- [Task brief] Present each line of the records below as a numbered list, skipping any blank lines.

BEGIN Data provided

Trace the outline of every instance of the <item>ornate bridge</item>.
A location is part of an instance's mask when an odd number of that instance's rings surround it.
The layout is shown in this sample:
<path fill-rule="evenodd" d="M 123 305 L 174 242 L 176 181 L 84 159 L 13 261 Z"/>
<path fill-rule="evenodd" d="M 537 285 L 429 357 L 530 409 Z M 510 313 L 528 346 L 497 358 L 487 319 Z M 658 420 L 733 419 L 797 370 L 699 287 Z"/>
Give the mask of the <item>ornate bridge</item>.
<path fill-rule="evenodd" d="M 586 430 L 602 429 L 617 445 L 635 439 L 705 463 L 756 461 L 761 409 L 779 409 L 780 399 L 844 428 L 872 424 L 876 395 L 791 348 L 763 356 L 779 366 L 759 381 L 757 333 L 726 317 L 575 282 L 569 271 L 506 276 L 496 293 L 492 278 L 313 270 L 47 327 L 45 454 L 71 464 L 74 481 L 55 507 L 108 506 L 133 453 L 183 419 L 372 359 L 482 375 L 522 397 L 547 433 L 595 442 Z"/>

END Data provided

- [Reply]
1. Trace the outline of every instance of the <item>ornate bridge</item>.
2. A location is part of an instance's mask when an odd number of that instance's rings surround it.
3. The layout is shown in this sample:
4. <path fill-rule="evenodd" d="M 123 305 L 174 242 L 176 181 L 84 159 L 13 261 Z"/>
5. <path fill-rule="evenodd" d="M 537 285 L 429 357 L 530 409 Z M 510 313 L 528 346 L 497 358 L 487 319 Z M 658 420 L 733 419 L 797 370 L 699 287 Z"/>
6. Give the mask of the <item>ornate bridge</item>.
7. <path fill-rule="evenodd" d="M 586 430 L 602 429 L 617 445 L 635 439 L 705 463 L 756 461 L 761 409 L 779 409 L 780 399 L 844 428 L 872 424 L 876 395 L 791 348 L 763 356 L 779 366 L 759 381 L 757 333 L 726 317 L 575 282 L 569 271 L 506 276 L 496 293 L 492 278 L 313 270 L 47 327 L 45 454 L 71 464 L 74 481 L 55 507 L 108 506 L 133 453 L 183 419 L 372 359 L 482 375 L 522 397 L 547 433 L 595 442 Z"/>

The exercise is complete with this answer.